Directions for this task. Copy the stretch of material from the start through the line containing "point(149, 163)", swapping "drop a dot" for "place a marker" and leaving everything else unchanged.
--
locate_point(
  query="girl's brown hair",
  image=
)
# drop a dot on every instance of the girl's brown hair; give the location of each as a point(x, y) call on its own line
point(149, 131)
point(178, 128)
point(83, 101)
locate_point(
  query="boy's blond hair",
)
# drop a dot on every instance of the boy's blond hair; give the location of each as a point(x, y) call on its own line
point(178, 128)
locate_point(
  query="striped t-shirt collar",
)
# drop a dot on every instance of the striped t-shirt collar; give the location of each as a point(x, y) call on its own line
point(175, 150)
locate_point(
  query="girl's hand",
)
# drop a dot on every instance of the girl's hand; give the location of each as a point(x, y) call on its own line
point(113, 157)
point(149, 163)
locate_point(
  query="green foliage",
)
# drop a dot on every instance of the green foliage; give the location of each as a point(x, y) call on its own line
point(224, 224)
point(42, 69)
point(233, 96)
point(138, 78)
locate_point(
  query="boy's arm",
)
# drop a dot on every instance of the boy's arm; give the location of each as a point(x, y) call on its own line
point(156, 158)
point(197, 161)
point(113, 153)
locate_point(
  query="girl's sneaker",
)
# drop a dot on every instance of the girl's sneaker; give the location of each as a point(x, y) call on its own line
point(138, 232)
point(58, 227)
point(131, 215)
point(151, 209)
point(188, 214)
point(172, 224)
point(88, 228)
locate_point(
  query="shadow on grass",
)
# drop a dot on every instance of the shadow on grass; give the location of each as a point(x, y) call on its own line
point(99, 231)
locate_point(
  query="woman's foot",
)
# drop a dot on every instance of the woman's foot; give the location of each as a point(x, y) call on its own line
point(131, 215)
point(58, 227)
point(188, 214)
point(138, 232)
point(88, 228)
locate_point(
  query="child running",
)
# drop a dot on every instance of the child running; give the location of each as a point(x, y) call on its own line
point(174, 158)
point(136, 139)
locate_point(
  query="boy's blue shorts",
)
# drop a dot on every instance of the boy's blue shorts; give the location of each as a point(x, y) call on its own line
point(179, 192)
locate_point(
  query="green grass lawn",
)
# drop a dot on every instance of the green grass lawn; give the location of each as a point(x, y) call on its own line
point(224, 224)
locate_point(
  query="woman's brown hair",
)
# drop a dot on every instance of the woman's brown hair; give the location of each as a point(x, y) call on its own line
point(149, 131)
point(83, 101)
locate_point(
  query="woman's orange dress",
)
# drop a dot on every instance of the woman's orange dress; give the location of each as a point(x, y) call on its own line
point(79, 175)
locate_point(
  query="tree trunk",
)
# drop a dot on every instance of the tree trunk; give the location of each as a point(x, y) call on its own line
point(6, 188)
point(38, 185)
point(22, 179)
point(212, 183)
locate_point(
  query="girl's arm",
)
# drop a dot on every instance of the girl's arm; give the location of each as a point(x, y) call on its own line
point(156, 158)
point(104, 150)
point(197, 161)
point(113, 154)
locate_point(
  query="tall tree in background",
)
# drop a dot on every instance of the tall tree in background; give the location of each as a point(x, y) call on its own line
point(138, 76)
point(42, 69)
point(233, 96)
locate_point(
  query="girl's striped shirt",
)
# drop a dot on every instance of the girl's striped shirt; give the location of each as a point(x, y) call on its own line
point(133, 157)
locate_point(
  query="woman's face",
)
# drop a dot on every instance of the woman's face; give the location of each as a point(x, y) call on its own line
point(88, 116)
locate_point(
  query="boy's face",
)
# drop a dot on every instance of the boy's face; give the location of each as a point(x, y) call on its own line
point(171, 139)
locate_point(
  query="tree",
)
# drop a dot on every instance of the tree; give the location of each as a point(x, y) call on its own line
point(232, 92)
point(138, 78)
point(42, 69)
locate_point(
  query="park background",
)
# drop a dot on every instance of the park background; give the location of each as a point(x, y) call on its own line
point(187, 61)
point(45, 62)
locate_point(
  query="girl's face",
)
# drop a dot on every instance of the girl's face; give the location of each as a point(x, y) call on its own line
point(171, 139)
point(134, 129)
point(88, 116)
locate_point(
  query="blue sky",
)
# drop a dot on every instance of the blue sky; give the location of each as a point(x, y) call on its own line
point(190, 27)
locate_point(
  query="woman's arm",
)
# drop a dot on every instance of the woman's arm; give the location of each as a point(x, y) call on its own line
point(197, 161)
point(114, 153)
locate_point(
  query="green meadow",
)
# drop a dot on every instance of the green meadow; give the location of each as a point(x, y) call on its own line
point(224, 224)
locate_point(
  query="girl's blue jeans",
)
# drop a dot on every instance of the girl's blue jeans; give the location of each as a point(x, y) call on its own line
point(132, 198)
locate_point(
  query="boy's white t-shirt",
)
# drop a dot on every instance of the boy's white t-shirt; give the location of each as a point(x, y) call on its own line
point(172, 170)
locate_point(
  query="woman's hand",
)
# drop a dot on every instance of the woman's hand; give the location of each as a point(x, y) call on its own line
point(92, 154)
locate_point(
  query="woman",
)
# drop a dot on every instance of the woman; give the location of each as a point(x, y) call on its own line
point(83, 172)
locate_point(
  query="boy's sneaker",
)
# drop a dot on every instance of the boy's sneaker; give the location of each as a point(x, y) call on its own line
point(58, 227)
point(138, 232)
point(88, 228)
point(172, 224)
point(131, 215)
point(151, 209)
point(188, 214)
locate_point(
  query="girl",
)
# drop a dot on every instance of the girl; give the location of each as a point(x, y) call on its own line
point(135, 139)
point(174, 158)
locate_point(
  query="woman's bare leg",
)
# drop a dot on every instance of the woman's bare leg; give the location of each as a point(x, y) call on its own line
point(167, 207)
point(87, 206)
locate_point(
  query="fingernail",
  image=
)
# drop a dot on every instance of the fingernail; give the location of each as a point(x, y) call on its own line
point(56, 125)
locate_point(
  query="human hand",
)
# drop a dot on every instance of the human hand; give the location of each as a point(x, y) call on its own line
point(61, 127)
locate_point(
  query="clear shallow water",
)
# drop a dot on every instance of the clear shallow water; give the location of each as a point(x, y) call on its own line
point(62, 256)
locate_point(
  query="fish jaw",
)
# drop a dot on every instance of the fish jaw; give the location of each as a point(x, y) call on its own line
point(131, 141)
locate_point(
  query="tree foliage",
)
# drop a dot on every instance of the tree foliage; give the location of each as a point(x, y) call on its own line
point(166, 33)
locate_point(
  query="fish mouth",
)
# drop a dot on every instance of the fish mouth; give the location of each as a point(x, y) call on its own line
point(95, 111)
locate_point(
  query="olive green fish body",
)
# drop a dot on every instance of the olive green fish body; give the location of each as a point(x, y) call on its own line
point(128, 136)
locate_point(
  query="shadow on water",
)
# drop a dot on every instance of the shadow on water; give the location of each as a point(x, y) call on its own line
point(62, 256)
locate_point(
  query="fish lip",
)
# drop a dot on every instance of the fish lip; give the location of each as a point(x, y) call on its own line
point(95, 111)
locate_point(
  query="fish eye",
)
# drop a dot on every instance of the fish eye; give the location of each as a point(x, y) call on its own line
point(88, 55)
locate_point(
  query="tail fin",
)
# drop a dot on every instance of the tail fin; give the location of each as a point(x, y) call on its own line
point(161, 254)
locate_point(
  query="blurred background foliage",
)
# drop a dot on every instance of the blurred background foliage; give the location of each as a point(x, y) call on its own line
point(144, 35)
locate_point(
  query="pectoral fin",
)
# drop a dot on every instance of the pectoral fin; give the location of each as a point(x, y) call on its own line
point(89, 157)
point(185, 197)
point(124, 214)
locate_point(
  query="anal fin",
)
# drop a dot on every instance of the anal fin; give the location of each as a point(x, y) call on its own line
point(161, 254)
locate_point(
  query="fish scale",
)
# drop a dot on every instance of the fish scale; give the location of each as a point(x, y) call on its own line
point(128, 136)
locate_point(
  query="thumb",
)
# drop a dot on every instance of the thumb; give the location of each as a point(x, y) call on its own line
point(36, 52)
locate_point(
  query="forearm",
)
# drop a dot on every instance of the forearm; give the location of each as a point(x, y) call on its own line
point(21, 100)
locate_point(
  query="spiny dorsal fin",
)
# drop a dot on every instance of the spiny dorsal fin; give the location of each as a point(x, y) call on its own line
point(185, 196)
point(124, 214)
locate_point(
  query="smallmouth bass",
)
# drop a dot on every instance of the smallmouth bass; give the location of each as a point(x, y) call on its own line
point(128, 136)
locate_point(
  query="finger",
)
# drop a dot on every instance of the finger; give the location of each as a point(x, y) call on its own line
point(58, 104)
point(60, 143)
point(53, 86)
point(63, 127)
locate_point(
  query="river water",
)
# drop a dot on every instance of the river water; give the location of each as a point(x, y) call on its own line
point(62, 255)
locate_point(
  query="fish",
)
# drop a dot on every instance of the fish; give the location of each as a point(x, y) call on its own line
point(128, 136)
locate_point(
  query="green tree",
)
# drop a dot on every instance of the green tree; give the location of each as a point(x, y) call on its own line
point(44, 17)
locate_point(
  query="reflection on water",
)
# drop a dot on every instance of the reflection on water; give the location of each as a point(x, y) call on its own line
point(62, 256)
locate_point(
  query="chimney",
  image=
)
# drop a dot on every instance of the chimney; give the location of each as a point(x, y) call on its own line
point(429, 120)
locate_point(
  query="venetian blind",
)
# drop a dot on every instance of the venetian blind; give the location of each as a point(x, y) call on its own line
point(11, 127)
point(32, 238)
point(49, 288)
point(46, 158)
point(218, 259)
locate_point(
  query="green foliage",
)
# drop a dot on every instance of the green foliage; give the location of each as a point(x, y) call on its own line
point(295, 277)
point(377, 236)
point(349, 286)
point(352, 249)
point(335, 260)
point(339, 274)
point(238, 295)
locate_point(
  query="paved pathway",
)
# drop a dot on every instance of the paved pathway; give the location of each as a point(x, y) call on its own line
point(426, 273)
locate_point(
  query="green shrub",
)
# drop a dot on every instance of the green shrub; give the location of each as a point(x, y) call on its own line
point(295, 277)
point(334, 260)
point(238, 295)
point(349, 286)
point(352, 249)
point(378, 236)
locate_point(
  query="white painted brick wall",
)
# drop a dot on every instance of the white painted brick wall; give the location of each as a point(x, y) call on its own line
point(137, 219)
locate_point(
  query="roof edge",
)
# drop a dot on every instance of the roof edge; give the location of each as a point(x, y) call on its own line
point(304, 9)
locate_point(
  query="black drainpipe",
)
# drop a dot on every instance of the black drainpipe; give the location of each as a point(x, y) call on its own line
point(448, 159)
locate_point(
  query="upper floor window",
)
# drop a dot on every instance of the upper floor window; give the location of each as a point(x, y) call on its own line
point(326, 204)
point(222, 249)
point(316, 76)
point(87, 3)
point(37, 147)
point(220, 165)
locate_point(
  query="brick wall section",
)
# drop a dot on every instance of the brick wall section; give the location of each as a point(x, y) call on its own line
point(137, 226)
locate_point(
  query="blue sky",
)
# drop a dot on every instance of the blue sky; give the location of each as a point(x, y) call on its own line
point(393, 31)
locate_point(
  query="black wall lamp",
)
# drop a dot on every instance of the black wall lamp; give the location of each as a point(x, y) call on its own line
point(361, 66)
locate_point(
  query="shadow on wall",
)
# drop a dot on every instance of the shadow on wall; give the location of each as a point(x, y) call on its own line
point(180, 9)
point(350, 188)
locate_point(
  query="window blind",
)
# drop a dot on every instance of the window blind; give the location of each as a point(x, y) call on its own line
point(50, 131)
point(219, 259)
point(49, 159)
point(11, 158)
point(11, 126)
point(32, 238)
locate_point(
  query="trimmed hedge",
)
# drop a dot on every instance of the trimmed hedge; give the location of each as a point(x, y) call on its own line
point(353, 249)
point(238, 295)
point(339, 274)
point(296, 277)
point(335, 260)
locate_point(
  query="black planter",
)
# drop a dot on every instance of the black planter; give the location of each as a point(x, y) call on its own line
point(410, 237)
--
Task answer.
locate_point(
  query="girl's brown hair",
  image=
)
# place a marker on every instance of the girl's brown hair; give the location of each as a point(x, y) call on its own line
point(149, 131)
point(178, 128)
point(83, 101)
locate_point(
  query="boy's blond hair",
)
# place a marker on every instance of the boy's blond hair; give the location of each as a point(x, y) call on its own line
point(178, 128)
locate_point(
  query="striped t-shirt collar",
)
# place a marker on every instance of the striped t-shirt collar; give the location of each as a point(x, y) call on its own line
point(175, 150)
locate_point(
  query="girl's hand",
)
# place a marker on every instance of the girl's hand; give the location of each as a point(x, y) call on its own line
point(113, 157)
point(149, 163)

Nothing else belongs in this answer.